— start Material provided —

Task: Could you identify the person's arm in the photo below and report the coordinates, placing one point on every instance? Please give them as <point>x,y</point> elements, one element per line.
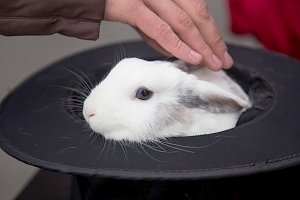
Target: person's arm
<point>76,18</point>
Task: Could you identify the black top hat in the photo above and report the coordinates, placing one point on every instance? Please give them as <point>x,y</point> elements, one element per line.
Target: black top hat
<point>39,128</point>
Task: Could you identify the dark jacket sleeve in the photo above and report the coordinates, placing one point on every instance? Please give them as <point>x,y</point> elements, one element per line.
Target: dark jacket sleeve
<point>76,18</point>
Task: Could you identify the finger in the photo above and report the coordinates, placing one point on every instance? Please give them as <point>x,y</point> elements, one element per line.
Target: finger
<point>199,12</point>
<point>153,44</point>
<point>184,27</point>
<point>158,30</point>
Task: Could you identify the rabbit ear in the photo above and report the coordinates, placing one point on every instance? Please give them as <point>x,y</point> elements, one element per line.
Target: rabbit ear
<point>210,97</point>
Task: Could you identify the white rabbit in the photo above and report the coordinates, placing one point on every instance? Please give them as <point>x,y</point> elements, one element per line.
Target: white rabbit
<point>151,100</point>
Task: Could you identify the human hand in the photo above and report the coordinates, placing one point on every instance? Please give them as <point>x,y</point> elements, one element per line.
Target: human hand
<point>184,29</point>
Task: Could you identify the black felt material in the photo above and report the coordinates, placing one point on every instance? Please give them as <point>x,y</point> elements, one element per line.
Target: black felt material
<point>36,128</point>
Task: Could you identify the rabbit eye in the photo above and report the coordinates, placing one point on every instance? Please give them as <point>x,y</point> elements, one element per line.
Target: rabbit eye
<point>143,93</point>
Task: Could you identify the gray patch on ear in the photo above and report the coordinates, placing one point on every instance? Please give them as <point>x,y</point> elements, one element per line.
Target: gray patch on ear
<point>168,114</point>
<point>212,103</point>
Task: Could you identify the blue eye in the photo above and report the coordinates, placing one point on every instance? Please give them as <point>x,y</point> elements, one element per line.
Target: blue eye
<point>143,93</point>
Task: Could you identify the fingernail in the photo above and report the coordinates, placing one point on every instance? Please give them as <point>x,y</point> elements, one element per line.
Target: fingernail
<point>217,61</point>
<point>195,56</point>
<point>228,60</point>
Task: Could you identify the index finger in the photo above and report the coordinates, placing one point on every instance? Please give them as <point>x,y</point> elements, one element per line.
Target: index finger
<point>157,29</point>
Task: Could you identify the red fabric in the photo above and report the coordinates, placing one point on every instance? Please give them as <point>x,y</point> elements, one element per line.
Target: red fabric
<point>275,23</point>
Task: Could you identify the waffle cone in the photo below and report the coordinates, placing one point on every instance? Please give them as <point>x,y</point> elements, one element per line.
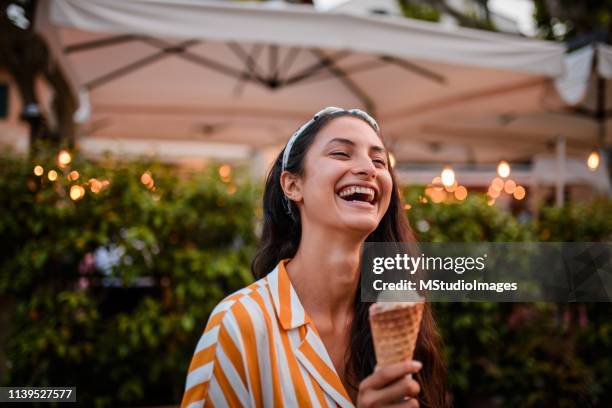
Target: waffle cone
<point>395,328</point>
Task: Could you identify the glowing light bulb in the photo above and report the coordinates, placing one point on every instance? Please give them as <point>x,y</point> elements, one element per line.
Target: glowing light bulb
<point>510,186</point>
<point>461,193</point>
<point>448,176</point>
<point>519,192</point>
<point>76,192</point>
<point>503,169</point>
<point>63,158</point>
<point>593,160</point>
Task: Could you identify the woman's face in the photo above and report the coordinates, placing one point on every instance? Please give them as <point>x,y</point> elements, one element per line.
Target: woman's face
<point>346,182</point>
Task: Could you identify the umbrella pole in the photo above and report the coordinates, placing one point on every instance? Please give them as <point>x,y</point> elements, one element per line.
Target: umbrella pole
<point>560,188</point>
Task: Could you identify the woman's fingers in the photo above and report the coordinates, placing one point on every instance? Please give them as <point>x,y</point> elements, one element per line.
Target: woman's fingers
<point>412,403</point>
<point>395,392</point>
<point>387,374</point>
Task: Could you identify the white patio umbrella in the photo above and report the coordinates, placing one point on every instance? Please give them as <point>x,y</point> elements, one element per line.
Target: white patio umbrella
<point>250,74</point>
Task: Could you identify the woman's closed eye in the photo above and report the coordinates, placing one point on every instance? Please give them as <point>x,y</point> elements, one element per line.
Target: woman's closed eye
<point>381,162</point>
<point>340,154</point>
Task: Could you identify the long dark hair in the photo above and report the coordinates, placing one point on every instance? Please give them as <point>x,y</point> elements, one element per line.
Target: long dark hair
<point>281,237</point>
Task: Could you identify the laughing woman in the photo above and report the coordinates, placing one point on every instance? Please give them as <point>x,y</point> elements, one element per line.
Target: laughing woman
<point>299,336</point>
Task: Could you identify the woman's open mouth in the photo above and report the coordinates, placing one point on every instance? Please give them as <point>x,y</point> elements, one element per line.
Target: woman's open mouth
<point>358,195</point>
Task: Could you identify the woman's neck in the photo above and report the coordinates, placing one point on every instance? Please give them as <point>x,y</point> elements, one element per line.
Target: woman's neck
<point>325,274</point>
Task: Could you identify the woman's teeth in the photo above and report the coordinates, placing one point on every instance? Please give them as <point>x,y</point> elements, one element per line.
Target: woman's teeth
<point>368,193</point>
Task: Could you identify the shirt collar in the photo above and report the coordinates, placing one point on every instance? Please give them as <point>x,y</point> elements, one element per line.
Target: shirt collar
<point>289,309</point>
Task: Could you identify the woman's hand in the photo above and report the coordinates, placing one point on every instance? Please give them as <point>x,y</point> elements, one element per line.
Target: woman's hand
<point>390,386</point>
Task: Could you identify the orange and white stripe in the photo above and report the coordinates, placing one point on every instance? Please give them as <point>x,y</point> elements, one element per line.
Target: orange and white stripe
<point>260,349</point>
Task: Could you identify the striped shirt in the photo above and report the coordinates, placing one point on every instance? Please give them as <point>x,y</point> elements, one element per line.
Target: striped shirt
<point>260,349</point>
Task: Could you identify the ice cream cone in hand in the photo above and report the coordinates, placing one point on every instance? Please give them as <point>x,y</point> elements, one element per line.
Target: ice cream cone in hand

— end Material provided —

■ **Work to be completed**
Lay out the entire listing above as a numbered list with one line per entry, skipping blank lines and omitting the pictures.

■ **Written solution**
1. Task: Could you identify the person's arm in the photo below and report the coordinates, placing one point on every instance? Please give them as <point>x,y</point> elements, one element per line.
2. Target: person's arm
3. <point>76,18</point>
4. Task: Could you identify the black top hat in the photo above and report the coordinates, placing one point on every instance? Please give them as <point>x,y</point> elements, one element per line.
5. Target: black top hat
6. <point>39,128</point>
7. Task: Could you identify the dark jacket sleeve in the photo above and report the coordinates, placing one point on every instance? Please give them as <point>x,y</point> elements, one element per line.
8. Target: dark jacket sleeve
9. <point>76,18</point>
10. Task: Could you identify the finger in the photo above and report the coordinates, placing one point on every instance? Please give them as <point>x,y</point> elements, one element per line.
11. Target: finger
12. <point>199,12</point>
13. <point>153,44</point>
14. <point>184,27</point>
15. <point>158,30</point>
16. Task: Could you identify the rabbit ear in the photo above and report the coordinates, placing one point on every instance? Please give them as <point>x,y</point> elements, one element per line.
17. Target: rabbit ear
18. <point>210,97</point>
19. Task: Could you identify the white rabbit in the photo above and report the coordinates, placing one point on every instance? Please give them as <point>x,y</point> elements, one element per line.
20. Target: white rabbit
21. <point>151,100</point>
22. Task: Could you identify the human hand in the photo above and report the coordinates, placing one point on every instance? Please give them as <point>x,y</point> elements, one element per line.
23. Target: human hand
24. <point>184,29</point>
25. Task: Could you identify the black felt material in the photo above and report the coordinates, placing one point on every instance? Please give them as <point>x,y</point> elements, one element per line.
26. Target: black felt material
27. <point>36,128</point>
28. Task: Could you identify the rabbit eye in the photo above and report the coordinates, placing one point on every instance? Please give them as <point>x,y</point> elements, one element per line.
29. Target: rabbit eye
30. <point>143,93</point>
31. Task: Could you identify the gray patch on ear in the photo above and report the coordinates, placing one point on every instance? Please give them as <point>x,y</point> elements, one element per line.
32. Target: gray patch on ear
33. <point>168,114</point>
34. <point>212,103</point>
35. Task: Could you identify the blue eye in the photo above and report the coordinates, placing one point on every instance? Please give them as <point>x,y</point> elements, one element per line.
36. Target: blue eye
37. <point>143,93</point>
38. Task: Could you identify the fingernail in the photo above and report the coordinates, placing one point on every instance? Please give them as <point>x,y</point> elements, one element per line.
39. Target: fingernail
40. <point>217,61</point>
41. <point>195,56</point>
42. <point>228,60</point>
43. Task: Could you identify the index finger in the photo above and report the coordinates, placing one point on every instance? Please give them as <point>x,y</point> elements, one element per line.
44. Target: index finger
45. <point>157,29</point>
46. Task: Could you identify the red fabric in the photo above and report the coordinates, placing one point on every instance? Please give them as <point>x,y</point> elements, one element per line.
47. Target: red fabric
48. <point>275,23</point>
49. Task: Could you identify the waffle cone in the photo below and report the coordinates, placing one point on every instance? Please give them as <point>x,y</point> elements, one element per line.
50. Target: waffle cone
51. <point>395,328</point>
52. Task: Could you identify the glowing light bulb in the photo above and report the coordinates, placing one point on every instance? Please give them as <point>x,y</point> elements, one element per line.
53. Target: glowing light bulb
54. <point>510,186</point>
55. <point>461,193</point>
56. <point>448,176</point>
57. <point>519,192</point>
58. <point>76,192</point>
59. <point>503,169</point>
60. <point>63,158</point>
61. <point>593,160</point>
62. Task: Could you identify the woman's face in the photo above and report the coordinates, placing one point on every instance? Please give them as <point>x,y</point> elements, one element per line.
63. Target: woman's face
64. <point>346,182</point>
65. Task: Could you identify the umbrella pole in the photo above and report the coordinates, placing one point on every instance? Please give them as <point>x,y</point> elements, one element per line.
66. Target: umbrella pole
67. <point>560,188</point>
68. Task: Could you identify the woman's fingers in the photo above and report the coordinates, placing one point on every instance? Please give them as <point>x,y</point> elements, one element per line.
69. Target: woman's fingers
70. <point>412,403</point>
71. <point>395,392</point>
72. <point>387,374</point>
73. Task: Could you identify the white patio umbrella in the photo above and report the coordinates, placing one point on every instance? Please give them as <point>x,y</point> elements, one element per line.
74. Target: white patio umbrella
75. <point>250,74</point>
76. Task: Could you identify the woman's closed eye in the photo above and report the coordinates, placing one point on every instance? Please give them as <point>x,y</point> elements, one element per line.
77. Target: woman's closed eye
78. <point>381,162</point>
79. <point>340,154</point>
80. Task: Could you identify the long dark hair in the photo above and report the coordinates, placing one point on every instance? Please give them as <point>x,y</point> elements, one element per line.
81. Target: long dark hair
82. <point>281,237</point>
83. Task: Could you identify the laughing woman in the photo above and report the coordinates, placing one point on every instance? Please give them as <point>x,y</point> elements, one element per line.
84. Target: laughing woman
85. <point>299,336</point>
86. Task: Could you identify the woman's open mouth in the photo above and report the coordinates, placing one point on every instance? Please give them as <point>x,y</point> elements, one element per line.
87. Target: woman's open mouth
88. <point>358,195</point>
89. Task: Could you identify the woman's neck in the photo above and report the coordinates, placing one point on every instance? Please give them as <point>x,y</point> elements, one element per line.
90. Target: woman's neck
91. <point>325,274</point>
92. Task: Could you identify the woman's teeth in the photo above and report the coordinates, placing one point on every instance? Please give them as <point>x,y</point> elements, one element per line.
93. Target: woman's teeth
94. <point>368,193</point>
95. Task: Could you identify the shirt collar in the photo above and report the coordinates, placing one point on every instance? Please give them as <point>x,y</point> elements, one element per line.
96. Target: shirt collar
97. <point>289,309</point>
98. Task: Could you identify the woman's hand in the photo above and report the coordinates, placing one point on every instance? Please give them as <point>x,y</point> elements, one element per line.
99. Target: woman's hand
100. <point>390,386</point>
101. Task: Could you identify the orange and white stripe in the photo above and report the coordinates, placing one point on every instance? Please give them as <point>x,y</point> elements, one element per line.
102. Target: orange and white stripe
103. <point>260,349</point>
104. Task: Could you identify the striped shirt in the photo above and report the coordinates, placing one point on every instance? Please give them as <point>x,y</point> elements, one element per line.
105. Target: striped shirt
106. <point>260,349</point>
107. Task: Could you identify the ice cream cone in hand in the photo above and report the coordinates, placing one point on every instance? Please give them as <point>x,y</point> elements, one element per line.
108. Target: ice cream cone in hand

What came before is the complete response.